EXTRAIT SOURCE:

------

Alyssia Poulange contre Alicia Marques, finale des -52kg.
Crédit photo : Thomas Rouquette/L’Esprit du Judo

Ce week-end se sont déroulés les championnats de France cadets à l’Institut du Judo. Un événement dense et aux nombreux enseignements. En voici les cinq principaux.

1) Une compétition à la logistique poussée à ses limites
L’organisation globale, fixée par le cahier des procédures de la fédération, était presque identique à celle des championnats de France juniors il y a un mois : six surfaces de combat de six mètres sur six, une salle d’échauffement (le dojo Awazu), une chambre d’appel et une tribune réservée aux VIP et aux cadres techniques.

------

TRAVAIL DEMANDÉ:
[a] D'après l'extrait source, combien de surfaces de combat comptait la compétition, et de quelles dimensions ?
[b] Résumez en deux phrases l'extrait source sur les championnats de France cadets.

------

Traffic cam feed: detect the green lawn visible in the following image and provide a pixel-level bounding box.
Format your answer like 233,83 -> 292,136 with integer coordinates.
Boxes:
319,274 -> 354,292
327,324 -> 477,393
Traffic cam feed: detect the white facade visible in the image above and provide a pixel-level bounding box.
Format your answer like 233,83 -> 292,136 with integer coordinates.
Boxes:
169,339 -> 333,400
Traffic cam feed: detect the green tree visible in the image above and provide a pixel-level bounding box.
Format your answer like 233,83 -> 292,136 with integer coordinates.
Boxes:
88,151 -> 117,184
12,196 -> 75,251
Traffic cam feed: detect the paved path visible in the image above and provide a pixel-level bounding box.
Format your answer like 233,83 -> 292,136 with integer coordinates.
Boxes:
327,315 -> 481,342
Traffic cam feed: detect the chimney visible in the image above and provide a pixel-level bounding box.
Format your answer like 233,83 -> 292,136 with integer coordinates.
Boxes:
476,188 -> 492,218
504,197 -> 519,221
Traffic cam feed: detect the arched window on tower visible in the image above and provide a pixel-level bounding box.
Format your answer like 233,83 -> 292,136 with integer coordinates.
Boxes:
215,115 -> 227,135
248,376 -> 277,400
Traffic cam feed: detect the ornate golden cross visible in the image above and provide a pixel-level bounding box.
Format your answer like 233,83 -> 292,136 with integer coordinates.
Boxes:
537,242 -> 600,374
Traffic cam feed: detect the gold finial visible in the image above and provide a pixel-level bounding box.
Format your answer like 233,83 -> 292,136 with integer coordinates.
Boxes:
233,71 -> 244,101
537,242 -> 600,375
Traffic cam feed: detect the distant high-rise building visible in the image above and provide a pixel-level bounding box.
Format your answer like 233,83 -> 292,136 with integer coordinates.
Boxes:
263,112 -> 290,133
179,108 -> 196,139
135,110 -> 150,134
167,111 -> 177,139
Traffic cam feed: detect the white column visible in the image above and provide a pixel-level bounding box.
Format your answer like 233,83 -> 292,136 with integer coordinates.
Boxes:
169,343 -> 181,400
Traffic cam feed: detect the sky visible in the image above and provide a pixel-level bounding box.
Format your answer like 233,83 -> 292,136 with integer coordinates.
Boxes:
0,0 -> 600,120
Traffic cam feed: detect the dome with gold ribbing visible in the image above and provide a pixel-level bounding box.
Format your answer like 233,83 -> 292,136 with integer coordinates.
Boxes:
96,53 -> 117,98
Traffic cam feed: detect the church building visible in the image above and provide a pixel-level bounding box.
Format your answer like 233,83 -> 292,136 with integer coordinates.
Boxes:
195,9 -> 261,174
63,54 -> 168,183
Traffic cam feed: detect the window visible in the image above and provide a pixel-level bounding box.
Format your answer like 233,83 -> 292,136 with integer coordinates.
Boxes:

------

TÂCHES RÉSOLUES:
[a] Six surfaces de combat de six mètres sur six.

[b] Les championnats de France cadets se sont déroulés ce week-end à l'Institut du Judo, un événement dense dont l'article retient cinq enseignements principaux. Le premier est une logistique poussée à ses limites, avec une organisation presque identique à celle des championnats de France juniors un mois plus tôt : six surfaces de combat, une salle d'échauffement, une chambre d'appel et une tribune réservée aux VIP et aux cadres techniques.